> _Extracted material_
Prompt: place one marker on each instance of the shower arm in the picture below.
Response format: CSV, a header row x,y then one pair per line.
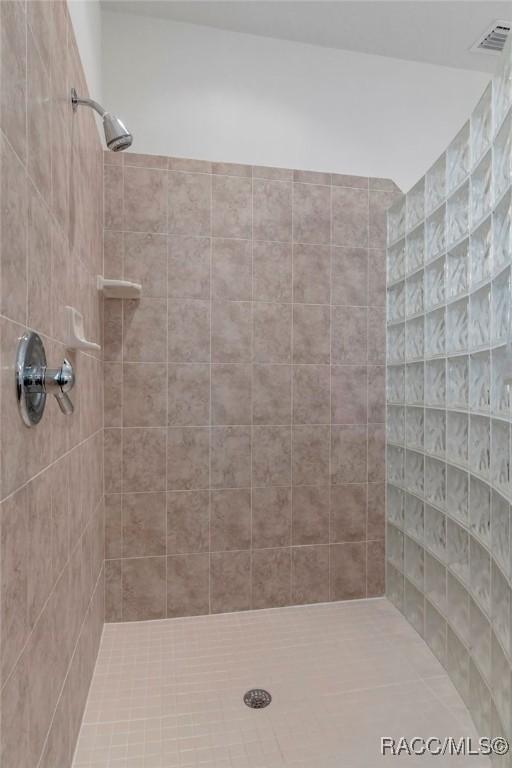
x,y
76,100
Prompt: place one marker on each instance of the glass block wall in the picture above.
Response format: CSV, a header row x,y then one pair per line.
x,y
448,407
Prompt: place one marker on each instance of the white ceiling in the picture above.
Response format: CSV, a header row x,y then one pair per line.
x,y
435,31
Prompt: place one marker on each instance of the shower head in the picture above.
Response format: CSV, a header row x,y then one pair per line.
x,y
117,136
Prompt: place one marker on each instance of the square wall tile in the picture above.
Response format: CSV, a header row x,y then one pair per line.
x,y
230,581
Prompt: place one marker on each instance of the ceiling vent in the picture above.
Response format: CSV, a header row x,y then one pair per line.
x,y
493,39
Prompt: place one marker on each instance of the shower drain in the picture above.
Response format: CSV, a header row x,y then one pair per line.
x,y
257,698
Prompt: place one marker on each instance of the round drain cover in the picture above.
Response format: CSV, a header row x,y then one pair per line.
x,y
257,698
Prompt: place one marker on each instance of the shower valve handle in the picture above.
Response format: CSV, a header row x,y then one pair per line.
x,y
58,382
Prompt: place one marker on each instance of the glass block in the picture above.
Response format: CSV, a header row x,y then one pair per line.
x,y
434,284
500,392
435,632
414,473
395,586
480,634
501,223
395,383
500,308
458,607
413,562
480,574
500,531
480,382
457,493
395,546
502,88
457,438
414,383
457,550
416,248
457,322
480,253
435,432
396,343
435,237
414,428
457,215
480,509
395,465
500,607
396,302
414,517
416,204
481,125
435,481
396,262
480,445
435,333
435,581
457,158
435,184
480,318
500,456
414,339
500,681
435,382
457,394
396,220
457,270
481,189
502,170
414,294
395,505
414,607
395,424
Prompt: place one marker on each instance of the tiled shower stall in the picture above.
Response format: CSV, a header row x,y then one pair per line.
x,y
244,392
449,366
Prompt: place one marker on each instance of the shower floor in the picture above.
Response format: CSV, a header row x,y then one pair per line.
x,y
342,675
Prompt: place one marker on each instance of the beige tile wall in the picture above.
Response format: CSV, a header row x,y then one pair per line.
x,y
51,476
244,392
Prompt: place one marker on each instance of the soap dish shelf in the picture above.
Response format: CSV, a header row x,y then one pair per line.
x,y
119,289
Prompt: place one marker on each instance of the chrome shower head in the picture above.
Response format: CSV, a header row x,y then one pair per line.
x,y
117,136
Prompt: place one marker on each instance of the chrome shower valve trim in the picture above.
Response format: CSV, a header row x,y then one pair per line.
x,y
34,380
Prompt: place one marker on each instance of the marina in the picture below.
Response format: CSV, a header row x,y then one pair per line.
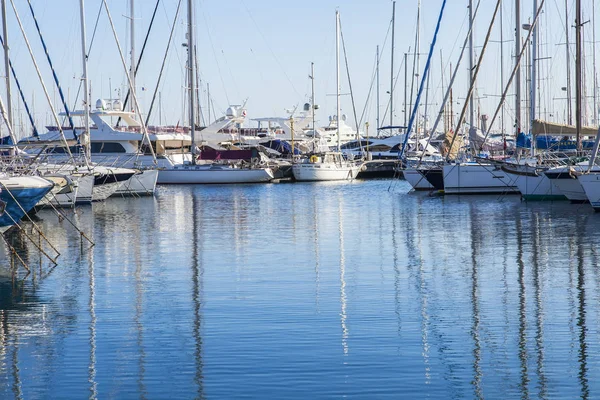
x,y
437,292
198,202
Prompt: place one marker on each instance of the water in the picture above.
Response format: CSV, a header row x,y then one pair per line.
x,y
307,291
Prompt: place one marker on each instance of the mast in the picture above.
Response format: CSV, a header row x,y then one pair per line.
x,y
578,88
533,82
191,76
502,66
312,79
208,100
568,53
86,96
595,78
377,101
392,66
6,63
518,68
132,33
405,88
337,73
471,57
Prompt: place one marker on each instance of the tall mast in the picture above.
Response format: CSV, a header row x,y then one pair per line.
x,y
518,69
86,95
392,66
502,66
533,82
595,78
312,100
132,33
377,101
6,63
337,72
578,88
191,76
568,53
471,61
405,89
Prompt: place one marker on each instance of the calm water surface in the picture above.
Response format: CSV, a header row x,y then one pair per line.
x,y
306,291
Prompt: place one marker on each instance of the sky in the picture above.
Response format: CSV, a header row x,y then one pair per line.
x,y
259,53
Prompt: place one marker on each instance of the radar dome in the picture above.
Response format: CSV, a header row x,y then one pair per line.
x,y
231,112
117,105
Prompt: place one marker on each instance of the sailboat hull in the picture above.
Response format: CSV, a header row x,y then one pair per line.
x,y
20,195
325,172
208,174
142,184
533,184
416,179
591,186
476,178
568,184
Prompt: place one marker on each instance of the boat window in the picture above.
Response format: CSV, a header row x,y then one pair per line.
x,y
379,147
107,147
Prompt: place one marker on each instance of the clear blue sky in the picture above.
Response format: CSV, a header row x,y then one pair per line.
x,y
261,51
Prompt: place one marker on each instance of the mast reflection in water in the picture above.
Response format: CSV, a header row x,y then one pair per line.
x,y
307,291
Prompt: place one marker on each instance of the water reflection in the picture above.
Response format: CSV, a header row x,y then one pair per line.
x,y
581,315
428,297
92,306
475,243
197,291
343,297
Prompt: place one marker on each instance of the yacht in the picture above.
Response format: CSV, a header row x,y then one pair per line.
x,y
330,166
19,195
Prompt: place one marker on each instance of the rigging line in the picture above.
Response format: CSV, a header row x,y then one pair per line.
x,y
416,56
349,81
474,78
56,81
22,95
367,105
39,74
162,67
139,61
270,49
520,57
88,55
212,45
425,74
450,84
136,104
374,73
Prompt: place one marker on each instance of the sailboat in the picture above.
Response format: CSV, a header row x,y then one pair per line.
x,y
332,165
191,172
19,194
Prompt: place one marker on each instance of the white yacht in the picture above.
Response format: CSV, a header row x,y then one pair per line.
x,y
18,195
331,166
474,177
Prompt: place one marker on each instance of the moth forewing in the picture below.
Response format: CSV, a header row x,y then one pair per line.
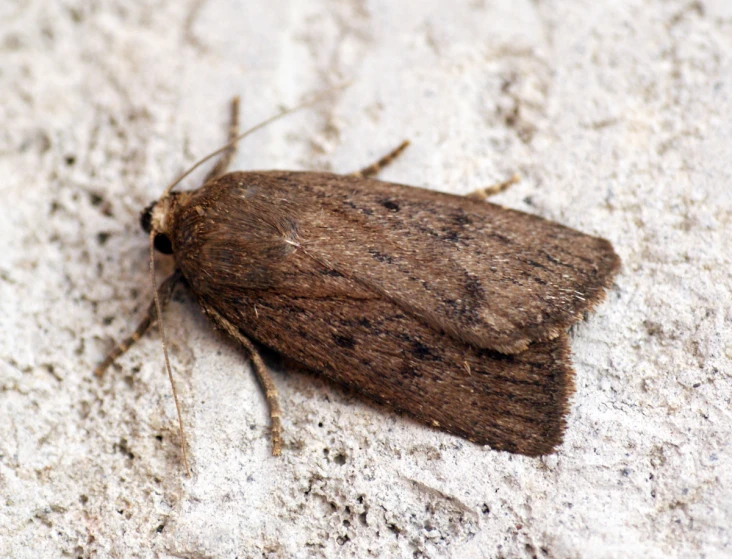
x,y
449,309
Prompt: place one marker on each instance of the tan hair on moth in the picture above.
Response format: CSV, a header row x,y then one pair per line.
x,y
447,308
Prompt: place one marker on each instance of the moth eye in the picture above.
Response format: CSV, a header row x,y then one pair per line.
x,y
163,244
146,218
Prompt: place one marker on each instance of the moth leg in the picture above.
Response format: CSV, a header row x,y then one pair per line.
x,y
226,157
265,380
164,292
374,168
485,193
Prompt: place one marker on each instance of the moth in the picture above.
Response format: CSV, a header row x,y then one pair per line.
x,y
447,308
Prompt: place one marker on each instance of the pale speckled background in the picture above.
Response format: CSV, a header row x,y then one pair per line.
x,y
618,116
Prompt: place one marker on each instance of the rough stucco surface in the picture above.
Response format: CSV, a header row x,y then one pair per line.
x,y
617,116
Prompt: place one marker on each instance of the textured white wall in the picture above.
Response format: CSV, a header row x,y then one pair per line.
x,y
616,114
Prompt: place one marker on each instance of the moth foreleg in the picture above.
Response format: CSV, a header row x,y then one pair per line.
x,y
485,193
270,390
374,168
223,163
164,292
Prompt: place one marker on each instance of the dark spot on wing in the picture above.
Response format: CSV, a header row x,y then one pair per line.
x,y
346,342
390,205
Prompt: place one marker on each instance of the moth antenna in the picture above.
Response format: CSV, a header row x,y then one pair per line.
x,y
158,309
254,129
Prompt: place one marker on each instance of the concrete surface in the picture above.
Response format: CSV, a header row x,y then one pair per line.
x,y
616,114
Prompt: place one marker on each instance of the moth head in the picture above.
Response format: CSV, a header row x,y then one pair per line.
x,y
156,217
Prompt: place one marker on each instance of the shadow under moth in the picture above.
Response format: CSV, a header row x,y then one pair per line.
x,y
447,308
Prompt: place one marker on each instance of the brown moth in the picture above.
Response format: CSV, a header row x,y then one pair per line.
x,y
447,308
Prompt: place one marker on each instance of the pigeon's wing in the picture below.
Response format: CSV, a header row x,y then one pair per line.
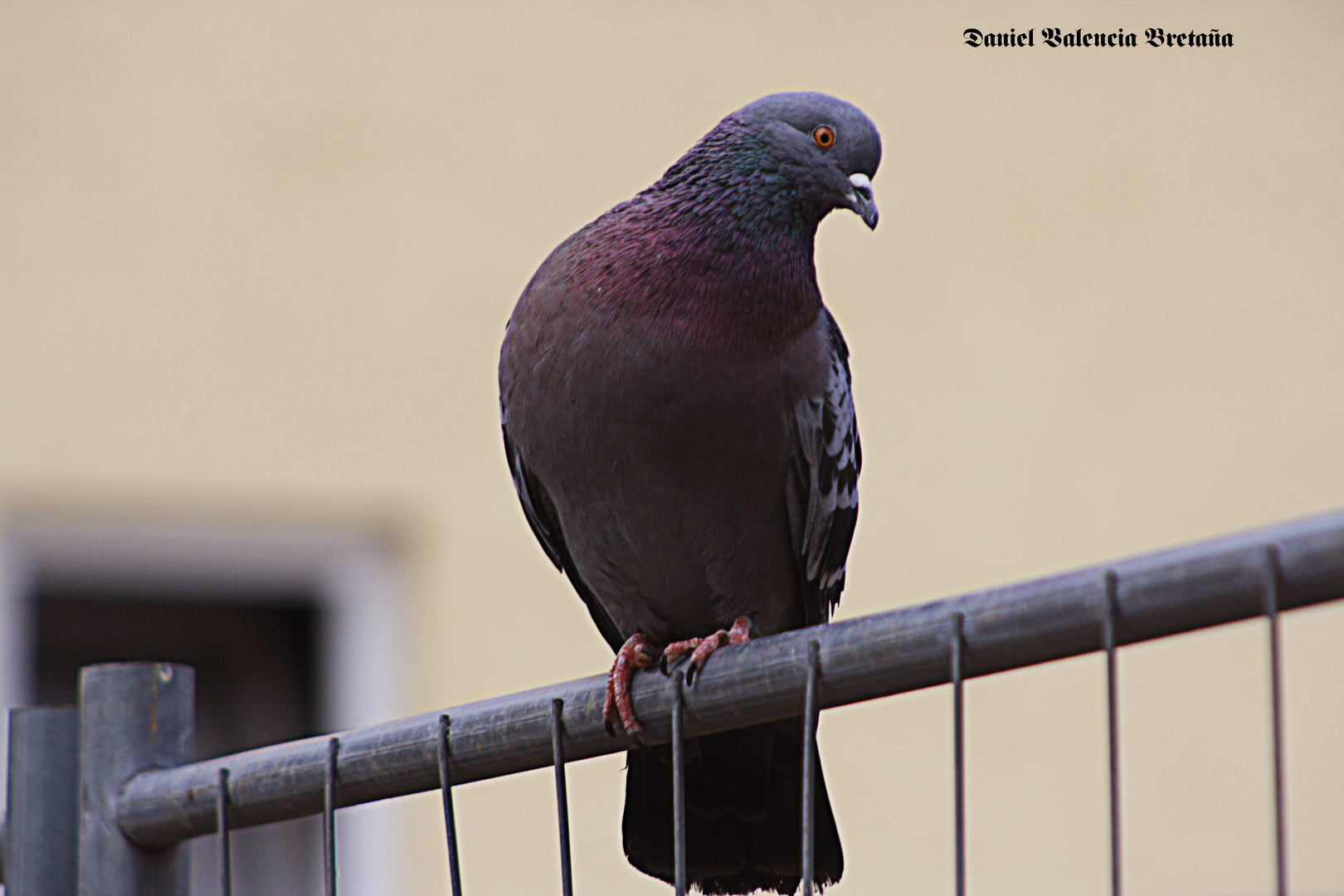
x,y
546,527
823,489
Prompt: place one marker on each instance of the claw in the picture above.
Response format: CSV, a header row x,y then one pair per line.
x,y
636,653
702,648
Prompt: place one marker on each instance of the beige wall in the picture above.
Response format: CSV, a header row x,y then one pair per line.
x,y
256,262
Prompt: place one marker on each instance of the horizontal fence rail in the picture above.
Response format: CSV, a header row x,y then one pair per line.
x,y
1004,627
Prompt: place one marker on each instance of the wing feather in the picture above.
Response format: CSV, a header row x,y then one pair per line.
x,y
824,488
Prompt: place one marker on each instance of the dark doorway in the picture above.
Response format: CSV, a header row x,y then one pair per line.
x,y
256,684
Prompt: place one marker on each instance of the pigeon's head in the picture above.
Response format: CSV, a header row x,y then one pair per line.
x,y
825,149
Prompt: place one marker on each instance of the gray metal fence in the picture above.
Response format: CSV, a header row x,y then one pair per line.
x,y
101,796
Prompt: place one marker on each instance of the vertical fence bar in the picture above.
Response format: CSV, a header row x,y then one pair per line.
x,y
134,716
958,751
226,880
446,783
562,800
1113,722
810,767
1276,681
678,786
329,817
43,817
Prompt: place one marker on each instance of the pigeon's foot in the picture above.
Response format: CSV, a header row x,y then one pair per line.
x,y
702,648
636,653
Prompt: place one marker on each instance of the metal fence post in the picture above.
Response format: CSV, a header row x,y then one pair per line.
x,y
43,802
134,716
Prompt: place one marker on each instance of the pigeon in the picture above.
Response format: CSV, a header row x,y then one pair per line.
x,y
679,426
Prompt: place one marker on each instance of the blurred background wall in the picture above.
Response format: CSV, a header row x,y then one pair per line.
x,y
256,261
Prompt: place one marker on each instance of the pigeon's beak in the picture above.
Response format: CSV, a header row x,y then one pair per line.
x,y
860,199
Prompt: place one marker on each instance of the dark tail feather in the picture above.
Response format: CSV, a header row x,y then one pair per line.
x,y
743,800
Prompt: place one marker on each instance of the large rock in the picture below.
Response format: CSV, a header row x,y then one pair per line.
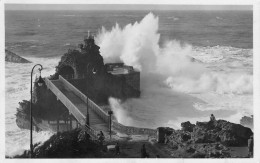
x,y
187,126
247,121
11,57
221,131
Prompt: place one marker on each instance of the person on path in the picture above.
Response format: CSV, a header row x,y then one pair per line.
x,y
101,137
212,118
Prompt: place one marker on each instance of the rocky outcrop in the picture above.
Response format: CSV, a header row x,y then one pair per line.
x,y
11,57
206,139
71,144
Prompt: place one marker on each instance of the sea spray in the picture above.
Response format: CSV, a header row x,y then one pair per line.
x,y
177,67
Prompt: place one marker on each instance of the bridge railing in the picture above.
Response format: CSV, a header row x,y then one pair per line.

> _Description of the task_
Reproduce the data above, starting at the line that contains "Prompt: place one marker on each instance of the rocky" and ending with the last line of the data, keeping every line in place. Raise each x and y coordinate in the answers by 90.

> _Solution to the problem_
Prompt: place one marker on each instance of the rocky outcrop in the picture above.
Response format: CSV, a header row x,y then one pair per line.
x,y
101,147
296,229
161,234
Prompt: place one marker on each instance of the sea spray in the picture above.
Response format: CSV, a header row x,y then one pair per line.
x,y
267,157
Prompt: place one marker on each instance of the bridge railing in the picture above.
Response format: CSV, a header row x,y then one pair per line.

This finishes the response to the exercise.